▸ **Required work**:
Set down the records again. Every word and mark must match exactly.

▸ **Records to use**:
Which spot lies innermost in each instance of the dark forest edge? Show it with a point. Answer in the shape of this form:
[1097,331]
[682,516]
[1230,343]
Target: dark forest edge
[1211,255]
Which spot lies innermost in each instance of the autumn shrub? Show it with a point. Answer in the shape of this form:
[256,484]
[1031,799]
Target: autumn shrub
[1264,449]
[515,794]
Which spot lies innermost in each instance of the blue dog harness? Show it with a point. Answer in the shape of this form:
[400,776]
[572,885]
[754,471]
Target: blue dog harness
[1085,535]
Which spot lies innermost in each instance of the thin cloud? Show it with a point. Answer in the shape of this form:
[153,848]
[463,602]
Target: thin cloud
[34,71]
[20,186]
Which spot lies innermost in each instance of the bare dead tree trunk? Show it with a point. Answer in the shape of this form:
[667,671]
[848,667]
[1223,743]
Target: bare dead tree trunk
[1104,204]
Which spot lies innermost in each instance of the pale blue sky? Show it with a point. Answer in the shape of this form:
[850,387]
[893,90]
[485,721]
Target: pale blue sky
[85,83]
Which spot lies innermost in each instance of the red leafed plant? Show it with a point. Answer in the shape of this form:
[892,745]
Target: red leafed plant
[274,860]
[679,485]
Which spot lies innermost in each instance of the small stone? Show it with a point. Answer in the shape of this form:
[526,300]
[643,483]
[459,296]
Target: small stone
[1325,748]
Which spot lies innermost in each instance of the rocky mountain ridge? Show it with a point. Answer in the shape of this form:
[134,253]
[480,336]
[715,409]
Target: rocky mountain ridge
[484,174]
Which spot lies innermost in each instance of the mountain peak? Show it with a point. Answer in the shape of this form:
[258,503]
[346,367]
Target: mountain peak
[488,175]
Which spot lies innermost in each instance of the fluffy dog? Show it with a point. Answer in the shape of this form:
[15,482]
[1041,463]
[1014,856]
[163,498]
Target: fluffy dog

▸ **Written response**:
Which spot lies innermost in each instance of the dark forest edge? Show it with a point. Answer in the shape of this form:
[1097,331]
[682,516]
[1230,343]
Target: dark forest edge
[1211,255]
Which spot lies innermost in each instance of the autumn shrub? Show it with a point. Answer in the shape of this form:
[256,484]
[1031,799]
Target: autumn shrub
[1264,449]
[515,794]
Which spot lies innermost in each instance of the blue dog harness? Show it with a point. Answer in the shape of this form:
[400,776]
[572,885]
[754,471]
Target: blue dog harness
[1085,535]
Which spot lies innermost in each instance of the thin cloud? Show it with a point. Answer in the shape of this form:
[153,848]
[463,602]
Target: thin cloud
[34,71]
[20,186]
Which spot lies innermost in each instance of the bare dead tree trunk? Show it with a point. Answer in the shape of this form:
[667,671]
[848,667]
[1223,743]
Target: bare dead tree trunk
[1104,204]
Which spot lies innermost in each instance of the pale blue sky? Show it with a point. Answer in the shape of this form:
[850,387]
[893,90]
[485,721]
Target: pale blue sky
[85,83]
Which spot lies innermost in each instance of the red leafed plant? Show it with a point. Answer in the shape of this form:
[892,745]
Target: red leafed plant
[274,860]
[679,485]
Which spot lies innermost in each instance of the small stone? Show it with a point. Answer in the shape of this form:
[526,300]
[643,483]
[459,296]
Target: small stone
[1325,748]
Which spot lies innermost in each instance of the rocky mountain ridge? Show it with a point. Answer in the shape of this form:
[134,253]
[480,336]
[715,409]
Target: rocky mountain ridge
[484,174]
Which spot lies innermost in each instance of the mountain peak? Show it with a point. Answer in the shape of this form:
[258,503]
[346,367]
Target: mountain peak
[488,175]
Which spot lies innermost in each instance of the fluffy dog? Show it with a point. Answer in the shape of this form:
[15,482]
[1041,463]
[1014,856]
[163,498]
Target: fluffy dog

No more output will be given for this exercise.